TASK: Please return the data that follows precisely as written, but without the images.
═════ DATASET EXCERPTS
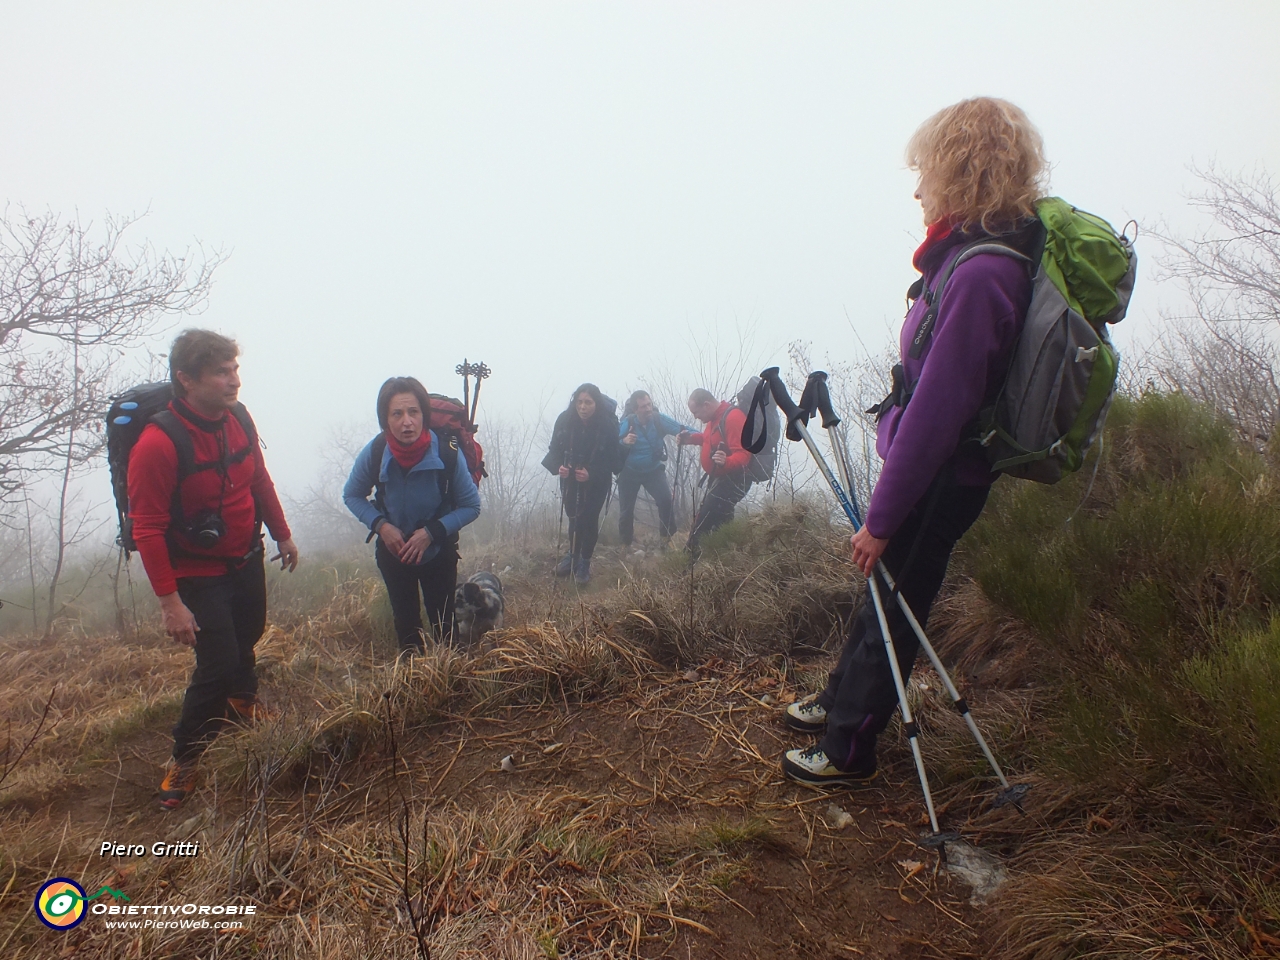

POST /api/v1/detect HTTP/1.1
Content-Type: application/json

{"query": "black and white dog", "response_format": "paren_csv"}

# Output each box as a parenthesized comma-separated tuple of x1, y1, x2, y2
(454, 571, 504, 645)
══════════
OUTPUT OF THE TASK:
POST /api/v1/detect HTTP/1.1
Content-Type: application/json

{"query": "black and white dog", "response_format": "paren_csv"}

# Output each box as a parenthesized comma-separated tuple of x1, y1, x2, y2
(454, 571, 504, 645)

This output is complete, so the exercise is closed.